What you need to do:
Reproduce, word for word, the part of the REO property text between "or otherwise used" and "any such taxes.", inclusive.

Provided text:
++++
The Company, either itself or through an agent selected by the Company, shall
manage, conserve, protect and operate the REO Property in the same manner that
it manages, conserves, protects and operates other foreclosed property for its
own account, and in the same manner that similar property in the same locality
as the REO Property is managed. The Company shall attempt to sell the same
(and may temporarily rent the same for a period not greater than one year,
except as otherwise provided below) on such terms and conditions as the
Company deems to be in the best interest of the Purchaser.

     The Company shall use its best efforts to dispose of the REO Property as
soon as possible and shall sell such REO Property in any event within three
years after title has been taken to such REO Property, unless (i) the
Purchaser shall have been supplied with an Opinion of Counsel to the effect
that the holding by the Trust of such Mortgaged Property subsequent to such
three-year period (and specifying the period beyond such three-year period for
which the Mortgaged Property may be held) will not result in the imposition of
taxes on "prohibited transactions" of the Trust as defined in Section 860F of
the Code, or cause the related REMIC to fail to qualify as a REMIC, in which
case the Trust may continue to hold such Mortgaged Property (subject to any
conditions contained in such Opinion of Counsel), or (ii) the Purchaser (at
the Company's expense) or the Company shall have applied for, prior to the
expiration of such three-year period, an extension of such three-year period
in the manner contemplated by Section 856(e)(3) of the Code, in which case the
three-year period shall be extended by the applicable period. If a period
longer than three years is permitted under the foregoing sentence and is
necessary to sell any REO Property, (i) the Company shall report monthly to
the Purchaser as to progress being made in selling such REO Property and (ii)
if, with the written consent of the Purchaser, a purchase money mortgage is
taken in connection with such sale, such purchase money mortgage shall name
the Company as mortgagee, and such purchase money mortgage shall not be held
pursuant to this Agreement, but instead a separate participation agreement
between the Company and Purchaser shall be entered into with respect to such
purchase money mortgage.

     Notwithstanding any other provision of this Agreement, no Mortgaged
Property held by a REMIC shall be rented (or allowed to continue to be rented)
or otherwise used for the production of income by or on behalf of the Trust or
sold in such a manner or pursuant to any terms that would (i) cause such
Mortgaged Property to fail to qualify at any time as "foreclosure property"
within a meaning of section 860G(a)(8) of the Code, (ii) subject the Trust to
the imposition of any federal or state income taxes on "net income from
foreclosure property" with respect to such Mortgaged Property within the
meaning of section 860G(c) of the Code, or (iii) cause the sale of such
Mortgaged Property to result in the receipt by the Trust or any income from
non-permitted assets as described in section 860F(a) (2)(B) of the Code,
unless the Company has agreed to indemnify and hold harmless the Trust with
respect to the imposition of any such taxes.

     The Company shall also maintain on each REO Property fire and hazard
insurance with extended coverage in an amount which is at least equal to the
maximum insurable value of the improvements which are part of such property,
liability insurance and, to the extent required and available under the Flood
Disaster Protection Act of 1973, as amended, flood insurance in the amount
required above.
++++
Information supplied:
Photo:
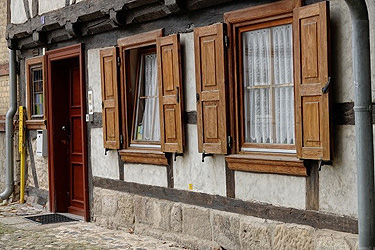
++++
Finished answer:
or otherwise used for the production of income by or on behalf of the Trust or
sold in such a manner or pursuant to any terms that would (i) cause such
Mortgaged Property to fail to qualify at any time as "foreclosure property"
within a meaning of section 860G(a)(8) of the Code, (ii) subject the Trust to
the imposition of any federal or state income taxes on "net income from
foreclosure property" with respect to such Mortgaged Property within the
meaning of section 860G(c) of the Code, or (iii) cause the sale of such
Mortgaged Property to result in the receipt by the Trust or any income from
non-permitted assets as described in section 860F(a) (2)(B) of the Code,
unless the Company has agreed to indemnify and hold harmless the Trust with
respect to the imposition of any such taxes.